**Problem**.
Please write out, unchanged, the part of the items below that opens with the line containing "Target = green foliage" and closes with the line containing "x=184 y=256". Include both of those lines and nothing else.

Listed entries start

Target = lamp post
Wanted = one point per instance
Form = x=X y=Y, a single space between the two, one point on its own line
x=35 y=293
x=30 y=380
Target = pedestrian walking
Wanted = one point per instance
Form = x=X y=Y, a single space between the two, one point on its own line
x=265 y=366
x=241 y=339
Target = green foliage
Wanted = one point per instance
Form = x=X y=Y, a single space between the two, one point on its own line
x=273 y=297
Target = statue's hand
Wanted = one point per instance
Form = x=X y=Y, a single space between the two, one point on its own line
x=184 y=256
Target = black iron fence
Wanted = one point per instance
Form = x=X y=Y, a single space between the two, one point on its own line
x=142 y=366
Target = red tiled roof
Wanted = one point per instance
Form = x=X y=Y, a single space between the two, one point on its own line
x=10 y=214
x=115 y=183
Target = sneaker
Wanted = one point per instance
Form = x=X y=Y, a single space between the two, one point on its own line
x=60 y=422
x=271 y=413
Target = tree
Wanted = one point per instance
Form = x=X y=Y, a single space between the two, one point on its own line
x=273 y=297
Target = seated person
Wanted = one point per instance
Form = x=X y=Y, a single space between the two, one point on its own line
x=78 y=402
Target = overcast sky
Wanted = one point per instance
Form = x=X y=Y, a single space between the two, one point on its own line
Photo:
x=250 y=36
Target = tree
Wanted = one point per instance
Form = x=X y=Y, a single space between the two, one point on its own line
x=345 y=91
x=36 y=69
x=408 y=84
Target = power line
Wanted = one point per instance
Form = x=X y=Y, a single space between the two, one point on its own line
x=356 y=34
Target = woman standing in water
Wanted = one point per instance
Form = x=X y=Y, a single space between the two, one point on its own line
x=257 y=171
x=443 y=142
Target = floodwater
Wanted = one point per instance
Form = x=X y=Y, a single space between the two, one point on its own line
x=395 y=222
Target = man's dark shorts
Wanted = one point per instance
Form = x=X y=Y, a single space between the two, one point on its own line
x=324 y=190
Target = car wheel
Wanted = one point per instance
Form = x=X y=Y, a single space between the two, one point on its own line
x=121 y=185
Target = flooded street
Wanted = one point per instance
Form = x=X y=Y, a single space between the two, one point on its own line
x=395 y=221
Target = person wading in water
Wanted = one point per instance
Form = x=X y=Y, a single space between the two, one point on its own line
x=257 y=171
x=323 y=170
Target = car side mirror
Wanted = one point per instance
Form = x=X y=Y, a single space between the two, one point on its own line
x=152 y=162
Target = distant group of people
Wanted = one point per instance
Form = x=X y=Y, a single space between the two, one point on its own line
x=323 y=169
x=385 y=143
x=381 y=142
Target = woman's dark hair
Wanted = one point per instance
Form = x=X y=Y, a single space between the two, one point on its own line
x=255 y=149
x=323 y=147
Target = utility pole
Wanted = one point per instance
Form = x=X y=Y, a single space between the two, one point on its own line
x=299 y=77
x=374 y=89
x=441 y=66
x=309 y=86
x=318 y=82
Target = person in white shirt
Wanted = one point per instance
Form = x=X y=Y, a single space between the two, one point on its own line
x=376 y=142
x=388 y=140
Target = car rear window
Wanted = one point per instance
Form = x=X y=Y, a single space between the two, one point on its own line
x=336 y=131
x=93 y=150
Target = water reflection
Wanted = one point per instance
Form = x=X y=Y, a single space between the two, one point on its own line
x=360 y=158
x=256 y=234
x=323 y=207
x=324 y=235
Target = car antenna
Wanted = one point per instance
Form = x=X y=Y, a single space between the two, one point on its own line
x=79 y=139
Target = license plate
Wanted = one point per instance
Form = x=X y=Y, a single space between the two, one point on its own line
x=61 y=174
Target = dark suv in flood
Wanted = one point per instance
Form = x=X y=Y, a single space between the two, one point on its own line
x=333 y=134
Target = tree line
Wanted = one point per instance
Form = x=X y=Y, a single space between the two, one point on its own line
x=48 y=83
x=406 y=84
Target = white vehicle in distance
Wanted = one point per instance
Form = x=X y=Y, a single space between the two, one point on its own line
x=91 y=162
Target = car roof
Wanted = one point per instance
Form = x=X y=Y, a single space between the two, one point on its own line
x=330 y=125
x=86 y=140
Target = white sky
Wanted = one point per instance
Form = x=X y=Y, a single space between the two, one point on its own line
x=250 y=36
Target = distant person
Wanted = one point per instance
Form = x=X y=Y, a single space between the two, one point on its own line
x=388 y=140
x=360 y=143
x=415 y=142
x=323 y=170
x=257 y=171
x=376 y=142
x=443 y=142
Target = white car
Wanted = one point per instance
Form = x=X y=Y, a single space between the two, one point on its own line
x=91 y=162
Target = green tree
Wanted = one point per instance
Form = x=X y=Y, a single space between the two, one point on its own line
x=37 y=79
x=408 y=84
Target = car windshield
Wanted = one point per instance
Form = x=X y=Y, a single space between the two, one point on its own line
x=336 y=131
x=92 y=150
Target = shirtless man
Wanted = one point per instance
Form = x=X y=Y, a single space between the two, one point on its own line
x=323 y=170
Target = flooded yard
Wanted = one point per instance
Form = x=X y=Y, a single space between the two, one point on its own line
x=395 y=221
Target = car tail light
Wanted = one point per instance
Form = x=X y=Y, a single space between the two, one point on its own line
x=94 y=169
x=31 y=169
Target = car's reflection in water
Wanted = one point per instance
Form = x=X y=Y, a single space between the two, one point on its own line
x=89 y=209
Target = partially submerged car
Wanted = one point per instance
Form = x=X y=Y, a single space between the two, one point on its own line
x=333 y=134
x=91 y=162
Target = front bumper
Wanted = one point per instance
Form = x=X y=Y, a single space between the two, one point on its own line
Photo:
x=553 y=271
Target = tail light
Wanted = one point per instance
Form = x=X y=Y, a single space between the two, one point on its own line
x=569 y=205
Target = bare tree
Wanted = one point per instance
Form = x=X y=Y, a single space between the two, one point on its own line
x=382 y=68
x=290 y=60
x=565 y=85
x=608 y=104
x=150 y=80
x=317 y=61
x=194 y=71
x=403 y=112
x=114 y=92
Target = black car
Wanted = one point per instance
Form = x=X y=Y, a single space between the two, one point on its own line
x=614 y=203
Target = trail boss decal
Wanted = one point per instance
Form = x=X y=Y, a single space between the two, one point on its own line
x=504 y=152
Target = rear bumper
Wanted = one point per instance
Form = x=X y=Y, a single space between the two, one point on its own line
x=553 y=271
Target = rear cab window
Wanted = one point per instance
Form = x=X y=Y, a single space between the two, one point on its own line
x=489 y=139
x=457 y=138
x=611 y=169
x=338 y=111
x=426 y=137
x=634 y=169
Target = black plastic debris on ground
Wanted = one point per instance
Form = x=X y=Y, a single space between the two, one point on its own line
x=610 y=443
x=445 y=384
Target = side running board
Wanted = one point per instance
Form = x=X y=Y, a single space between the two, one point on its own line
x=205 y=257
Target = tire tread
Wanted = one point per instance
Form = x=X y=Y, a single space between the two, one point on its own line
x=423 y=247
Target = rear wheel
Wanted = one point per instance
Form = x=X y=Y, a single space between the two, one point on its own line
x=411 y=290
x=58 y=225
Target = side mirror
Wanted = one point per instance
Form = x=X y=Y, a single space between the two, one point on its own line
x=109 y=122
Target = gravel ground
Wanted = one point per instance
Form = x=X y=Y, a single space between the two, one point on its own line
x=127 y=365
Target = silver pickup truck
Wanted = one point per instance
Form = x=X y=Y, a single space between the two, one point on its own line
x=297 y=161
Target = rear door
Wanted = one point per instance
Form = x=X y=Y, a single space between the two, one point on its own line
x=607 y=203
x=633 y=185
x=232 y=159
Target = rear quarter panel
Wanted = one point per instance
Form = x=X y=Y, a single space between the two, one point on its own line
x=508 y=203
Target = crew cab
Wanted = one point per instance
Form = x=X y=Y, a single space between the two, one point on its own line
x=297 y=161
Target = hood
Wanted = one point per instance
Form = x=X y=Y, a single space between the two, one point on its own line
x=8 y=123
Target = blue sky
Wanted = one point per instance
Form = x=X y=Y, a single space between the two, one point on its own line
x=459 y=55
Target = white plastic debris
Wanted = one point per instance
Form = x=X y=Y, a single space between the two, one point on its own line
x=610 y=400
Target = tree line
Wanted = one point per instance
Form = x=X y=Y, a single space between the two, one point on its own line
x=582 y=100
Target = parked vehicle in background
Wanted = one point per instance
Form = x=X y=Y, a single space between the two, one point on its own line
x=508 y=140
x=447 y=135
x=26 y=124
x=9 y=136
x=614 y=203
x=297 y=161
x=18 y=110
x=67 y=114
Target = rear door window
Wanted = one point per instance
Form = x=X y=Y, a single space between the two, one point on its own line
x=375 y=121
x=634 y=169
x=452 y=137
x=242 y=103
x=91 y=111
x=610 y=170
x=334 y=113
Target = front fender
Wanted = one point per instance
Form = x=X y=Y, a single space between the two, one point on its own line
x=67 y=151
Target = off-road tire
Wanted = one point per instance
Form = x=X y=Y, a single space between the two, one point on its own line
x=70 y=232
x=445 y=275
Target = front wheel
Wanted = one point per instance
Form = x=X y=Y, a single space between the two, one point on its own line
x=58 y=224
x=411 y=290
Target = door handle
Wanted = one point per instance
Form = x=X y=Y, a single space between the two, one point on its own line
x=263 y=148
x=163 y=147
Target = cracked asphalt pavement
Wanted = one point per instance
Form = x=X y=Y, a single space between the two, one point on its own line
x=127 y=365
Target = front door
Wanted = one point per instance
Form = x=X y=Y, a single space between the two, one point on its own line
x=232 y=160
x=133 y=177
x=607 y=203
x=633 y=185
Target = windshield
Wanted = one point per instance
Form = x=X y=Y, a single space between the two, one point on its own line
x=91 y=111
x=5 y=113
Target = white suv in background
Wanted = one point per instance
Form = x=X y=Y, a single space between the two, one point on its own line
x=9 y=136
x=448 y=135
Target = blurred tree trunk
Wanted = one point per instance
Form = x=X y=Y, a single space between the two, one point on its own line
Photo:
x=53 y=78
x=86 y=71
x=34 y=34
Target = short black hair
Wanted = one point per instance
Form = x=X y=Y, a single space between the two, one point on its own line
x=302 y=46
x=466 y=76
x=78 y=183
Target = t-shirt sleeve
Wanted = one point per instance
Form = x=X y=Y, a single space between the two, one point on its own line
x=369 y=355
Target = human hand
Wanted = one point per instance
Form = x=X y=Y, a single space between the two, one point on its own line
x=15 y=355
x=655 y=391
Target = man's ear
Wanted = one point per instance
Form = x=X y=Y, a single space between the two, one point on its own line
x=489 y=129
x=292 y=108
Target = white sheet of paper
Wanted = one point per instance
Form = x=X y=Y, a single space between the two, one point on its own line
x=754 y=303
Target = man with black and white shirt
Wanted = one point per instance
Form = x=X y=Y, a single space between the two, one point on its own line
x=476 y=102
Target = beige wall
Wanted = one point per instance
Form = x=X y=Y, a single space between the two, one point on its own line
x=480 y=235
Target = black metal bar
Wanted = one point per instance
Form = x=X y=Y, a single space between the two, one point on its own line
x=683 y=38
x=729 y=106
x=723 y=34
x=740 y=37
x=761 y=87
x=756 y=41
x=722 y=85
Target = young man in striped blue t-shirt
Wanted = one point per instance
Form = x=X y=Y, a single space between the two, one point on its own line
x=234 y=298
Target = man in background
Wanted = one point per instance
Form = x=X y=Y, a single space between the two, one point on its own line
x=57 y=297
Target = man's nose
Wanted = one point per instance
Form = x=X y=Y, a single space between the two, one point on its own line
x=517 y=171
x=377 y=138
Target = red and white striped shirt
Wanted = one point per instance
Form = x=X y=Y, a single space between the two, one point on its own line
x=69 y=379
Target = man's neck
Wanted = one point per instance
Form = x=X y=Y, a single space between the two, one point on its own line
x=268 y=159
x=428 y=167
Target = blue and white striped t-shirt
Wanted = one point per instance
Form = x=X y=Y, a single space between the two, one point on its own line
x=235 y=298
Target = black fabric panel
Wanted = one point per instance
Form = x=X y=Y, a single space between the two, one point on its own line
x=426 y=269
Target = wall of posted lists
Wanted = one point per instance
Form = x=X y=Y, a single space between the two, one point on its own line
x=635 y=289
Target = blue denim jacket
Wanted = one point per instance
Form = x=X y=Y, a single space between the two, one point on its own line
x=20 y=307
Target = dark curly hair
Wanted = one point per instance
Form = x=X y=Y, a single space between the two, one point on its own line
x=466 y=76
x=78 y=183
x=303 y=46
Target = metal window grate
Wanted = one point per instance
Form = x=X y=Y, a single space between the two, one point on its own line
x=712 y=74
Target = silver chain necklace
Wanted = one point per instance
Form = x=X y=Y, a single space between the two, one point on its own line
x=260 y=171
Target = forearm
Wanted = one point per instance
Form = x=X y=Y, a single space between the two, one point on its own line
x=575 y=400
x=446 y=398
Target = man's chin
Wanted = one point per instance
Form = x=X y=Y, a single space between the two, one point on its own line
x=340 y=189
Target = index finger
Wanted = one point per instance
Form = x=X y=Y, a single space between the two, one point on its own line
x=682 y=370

Listed entries end

**Exercise solution**.
Target = green foliage
Wanted = one point per instance
Form = x=X y=Y, a single space between the two, one point on its own line
x=273 y=297
Target = statue's hand
Wanted = one point per instance
Form = x=X y=Y, a single space between the two, one point on its own line
x=184 y=256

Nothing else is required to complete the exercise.